### Request
Rewrite the records with "green moss" swapped for "moss patch" wherever it occurs, keeping every other word and mark unchanged.

### Listing
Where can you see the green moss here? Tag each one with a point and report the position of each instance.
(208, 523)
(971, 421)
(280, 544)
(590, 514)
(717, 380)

### Output for this task
Where can you see the moss patch here? Tag each one with a point and report the position of each instance.
(208, 523)
(971, 421)
(280, 544)
(590, 514)
(717, 380)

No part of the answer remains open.